--- start of RECORDS FOR THE TASK ---
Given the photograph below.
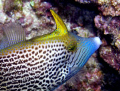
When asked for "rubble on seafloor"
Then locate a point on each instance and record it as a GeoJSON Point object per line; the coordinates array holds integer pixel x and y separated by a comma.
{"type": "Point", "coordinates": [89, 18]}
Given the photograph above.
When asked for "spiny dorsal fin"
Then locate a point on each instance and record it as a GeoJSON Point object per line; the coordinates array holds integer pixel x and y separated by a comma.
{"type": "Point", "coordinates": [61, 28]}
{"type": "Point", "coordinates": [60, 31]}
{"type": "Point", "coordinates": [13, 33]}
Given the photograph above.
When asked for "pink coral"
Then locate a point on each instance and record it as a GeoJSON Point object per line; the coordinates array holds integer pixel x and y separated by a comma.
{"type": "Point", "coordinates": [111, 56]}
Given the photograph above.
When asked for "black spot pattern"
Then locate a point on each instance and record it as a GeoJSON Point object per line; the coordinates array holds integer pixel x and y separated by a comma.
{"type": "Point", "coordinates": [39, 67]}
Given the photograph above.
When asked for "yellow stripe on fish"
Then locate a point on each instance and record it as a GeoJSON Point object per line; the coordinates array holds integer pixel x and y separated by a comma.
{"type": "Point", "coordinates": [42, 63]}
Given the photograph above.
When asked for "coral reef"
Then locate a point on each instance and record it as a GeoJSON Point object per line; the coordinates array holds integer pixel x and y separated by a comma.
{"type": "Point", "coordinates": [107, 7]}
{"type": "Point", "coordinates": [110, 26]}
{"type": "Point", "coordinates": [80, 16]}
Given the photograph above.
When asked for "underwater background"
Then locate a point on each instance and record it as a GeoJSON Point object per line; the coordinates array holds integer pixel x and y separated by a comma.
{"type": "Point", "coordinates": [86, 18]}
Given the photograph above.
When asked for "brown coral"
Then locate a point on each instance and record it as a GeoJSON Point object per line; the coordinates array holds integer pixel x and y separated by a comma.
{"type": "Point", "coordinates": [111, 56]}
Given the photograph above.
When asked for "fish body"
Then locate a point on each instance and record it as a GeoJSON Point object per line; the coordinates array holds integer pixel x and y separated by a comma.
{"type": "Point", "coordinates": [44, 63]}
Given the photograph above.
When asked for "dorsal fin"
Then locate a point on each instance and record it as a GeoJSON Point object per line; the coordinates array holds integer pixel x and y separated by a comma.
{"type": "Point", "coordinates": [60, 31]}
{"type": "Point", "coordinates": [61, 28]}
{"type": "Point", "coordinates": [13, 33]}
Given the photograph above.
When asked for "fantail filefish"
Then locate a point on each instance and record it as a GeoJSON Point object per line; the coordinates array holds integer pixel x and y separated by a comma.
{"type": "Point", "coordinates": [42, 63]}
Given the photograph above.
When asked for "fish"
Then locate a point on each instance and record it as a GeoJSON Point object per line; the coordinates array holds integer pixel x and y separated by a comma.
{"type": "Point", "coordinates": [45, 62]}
--- end of RECORDS FOR THE TASK ---
TASK GOAL = The data above should be repeated exactly, minus any pictures.

EXERCISE RESPONSE =
Given the photograph below.
When asked for "rubble on seafloor"
Then locate a point on each instance and record it as a GeoJSON Point object per line; the coordinates array holds integer pixel x and y separated by a comma.
{"type": "Point", "coordinates": [89, 18]}
Given the photograph above.
When asked for "spiny dorsal fin"
Then locate a point on each instance and record it as a GeoJSON Point object per line; the coordinates array holds integer pixel x and y separated by a comma.
{"type": "Point", "coordinates": [61, 28]}
{"type": "Point", "coordinates": [60, 31]}
{"type": "Point", "coordinates": [13, 33]}
Given the photograph above.
When asked for "pink coral"
Then locate a point on each instance and record it as a GeoJSON Point object per line; the coordinates array holds integer pixel x and y separated by a comma.
{"type": "Point", "coordinates": [111, 56]}
Given the photograph above.
When asked for "black spot pattern"
Then locate a point on each instance and record it as a GeoJSON Point object per line; the coordinates array holds integer pixel x and y separated by a comma.
{"type": "Point", "coordinates": [39, 67]}
Given the photograph above.
When asked for "yellow stripe on fish"
Then locate a point on each instance and record it as a GeoJSON Point object per line; the coordinates array holds integer pixel x and y separated by a comma.
{"type": "Point", "coordinates": [42, 63]}
Given the photograph above.
When asked for "coral reef"
Then locate a point on each instance and record it as a GeoJSON Point object per line; the coordinates array holds integer pixel x and y separated by a comma.
{"type": "Point", "coordinates": [107, 7]}
{"type": "Point", "coordinates": [110, 26]}
{"type": "Point", "coordinates": [80, 16]}
Given the photograph above.
When asked for "underwater background"
Then locate a point on each instance and record it as a GeoJSON Point object per line; the coordinates array holds integer pixel x and y separated by a comma.
{"type": "Point", "coordinates": [86, 18]}
Given the photograph above.
When asked for "brown coral"
Then locate a point on each instance and record it as a GeoJSON Point object per line; the coordinates array holds integer pixel x and y separated by a comma.
{"type": "Point", "coordinates": [111, 56]}
Given the photograph above.
When asked for "fish body"
Then locate a point on each instance and record it as a GeoJSON Point object per line; the coordinates array holds integer pixel x and y separated by a comma.
{"type": "Point", "coordinates": [44, 63]}
Given the photograph above.
When asked for "dorsal fin"
Then locate a point on each instance and record it as a GeoJSON Point object per line; the coordinates array holds integer pixel x and y separated by a comma.
{"type": "Point", "coordinates": [60, 31]}
{"type": "Point", "coordinates": [61, 28]}
{"type": "Point", "coordinates": [13, 33]}
Given the photograph above.
When asked for "fantail filefish"
Then locate a point on each instance and record it as a GeoJSON Point object per line; the coordinates array holds integer pixel x and y separated by a comma.
{"type": "Point", "coordinates": [42, 63]}
Given the photograph above.
When asked for "fish"
Then locate a point on each instance and record it as a GeoJSON Point object per line; the coordinates array holds integer pixel x and y separated by a comma.
{"type": "Point", "coordinates": [45, 62]}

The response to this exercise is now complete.